— Start MATERIALS PROVIDED —

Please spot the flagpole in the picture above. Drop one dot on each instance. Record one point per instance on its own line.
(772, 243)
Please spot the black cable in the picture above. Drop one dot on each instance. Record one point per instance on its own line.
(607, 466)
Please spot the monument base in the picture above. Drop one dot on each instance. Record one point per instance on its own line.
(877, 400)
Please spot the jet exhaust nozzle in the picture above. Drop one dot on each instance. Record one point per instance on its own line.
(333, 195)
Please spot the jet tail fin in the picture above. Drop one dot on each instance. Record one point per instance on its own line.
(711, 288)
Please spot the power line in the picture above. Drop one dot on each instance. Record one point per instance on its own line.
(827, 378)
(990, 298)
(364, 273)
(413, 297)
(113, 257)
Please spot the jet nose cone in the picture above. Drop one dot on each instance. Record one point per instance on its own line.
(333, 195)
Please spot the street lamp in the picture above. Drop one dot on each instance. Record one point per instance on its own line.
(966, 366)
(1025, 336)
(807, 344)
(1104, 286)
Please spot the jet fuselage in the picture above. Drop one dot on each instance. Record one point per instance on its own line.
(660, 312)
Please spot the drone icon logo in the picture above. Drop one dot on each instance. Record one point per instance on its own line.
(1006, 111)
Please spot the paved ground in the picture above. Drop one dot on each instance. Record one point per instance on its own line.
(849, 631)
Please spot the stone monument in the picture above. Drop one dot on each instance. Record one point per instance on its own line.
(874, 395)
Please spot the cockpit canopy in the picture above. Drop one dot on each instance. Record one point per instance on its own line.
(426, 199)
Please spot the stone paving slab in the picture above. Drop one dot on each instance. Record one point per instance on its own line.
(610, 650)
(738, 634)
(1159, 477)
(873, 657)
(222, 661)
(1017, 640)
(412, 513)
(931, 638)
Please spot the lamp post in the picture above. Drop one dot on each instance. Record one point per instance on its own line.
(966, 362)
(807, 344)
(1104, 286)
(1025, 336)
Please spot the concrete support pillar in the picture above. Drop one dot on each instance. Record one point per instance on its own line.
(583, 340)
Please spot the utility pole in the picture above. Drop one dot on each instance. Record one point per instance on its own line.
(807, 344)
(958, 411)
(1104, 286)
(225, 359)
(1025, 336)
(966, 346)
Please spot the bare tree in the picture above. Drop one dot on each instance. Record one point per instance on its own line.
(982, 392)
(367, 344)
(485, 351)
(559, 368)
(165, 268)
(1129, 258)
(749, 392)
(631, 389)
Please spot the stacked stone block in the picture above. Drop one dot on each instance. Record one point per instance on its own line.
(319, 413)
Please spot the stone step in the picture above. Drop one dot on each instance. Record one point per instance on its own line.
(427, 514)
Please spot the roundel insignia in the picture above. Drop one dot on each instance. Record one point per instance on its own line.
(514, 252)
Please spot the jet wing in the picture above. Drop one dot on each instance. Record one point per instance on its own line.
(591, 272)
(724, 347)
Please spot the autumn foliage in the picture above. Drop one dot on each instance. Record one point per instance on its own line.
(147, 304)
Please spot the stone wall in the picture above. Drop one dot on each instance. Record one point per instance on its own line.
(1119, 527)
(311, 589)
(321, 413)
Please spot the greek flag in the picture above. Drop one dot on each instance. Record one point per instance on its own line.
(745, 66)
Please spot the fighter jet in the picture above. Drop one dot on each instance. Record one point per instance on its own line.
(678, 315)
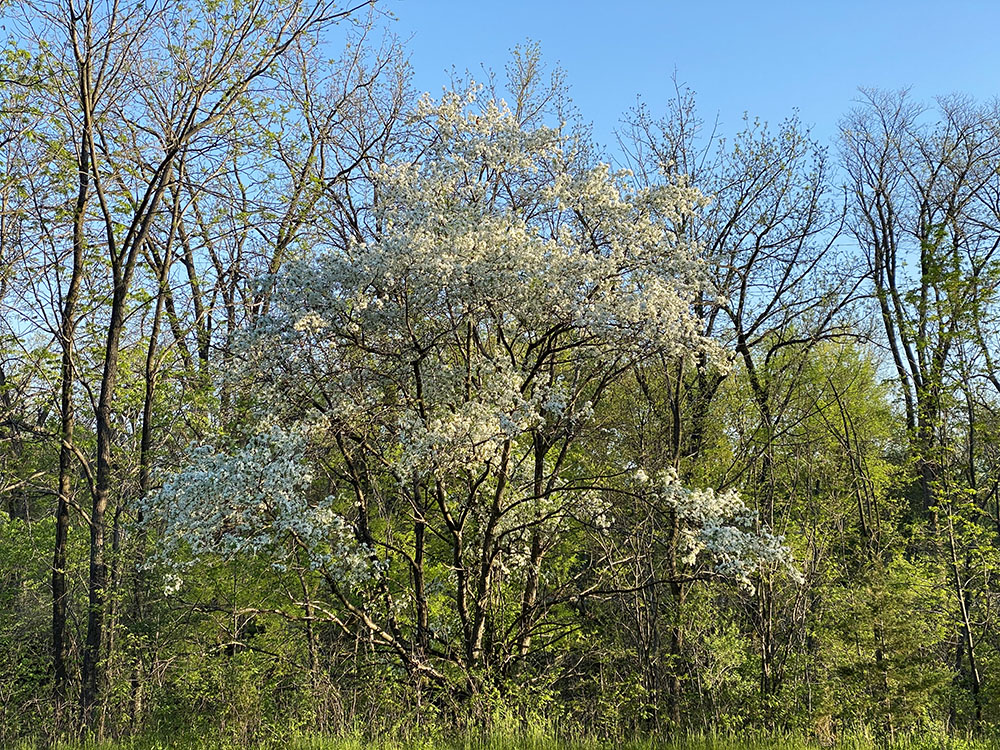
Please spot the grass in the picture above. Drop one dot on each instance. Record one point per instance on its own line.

— End MATERIALS PROVIDED —

**TASK:**
Reproduce the part that opens with the line containing "Please spot the autumn" and runs through the last of the lines, keeping the requests and shifting every coordinate in the answers up by 7. Omit the pictures.

**RESULT OF THIS EXERCISE:**
Please spot the autumn foliage in the picture above. Drop one dot on each instance. Record one point per instance on its own line.
(154, 311)
Please spot the stone wall in the picture above. Drop one dot on each instance. Record one point per instance on its own line.
(1126, 534)
(318, 596)
(328, 420)
Please spot the greek flag in the picture above. Drop one dot on each instance. Record one point per instance on its own line.
(752, 73)
Please spot the fighter jet in the picture above. Drop one dot on each instance. Record one point per instance on its own line.
(685, 322)
Please spot the grass in the picture above. Drop one dot on each instance. Record one point per instance on its own line.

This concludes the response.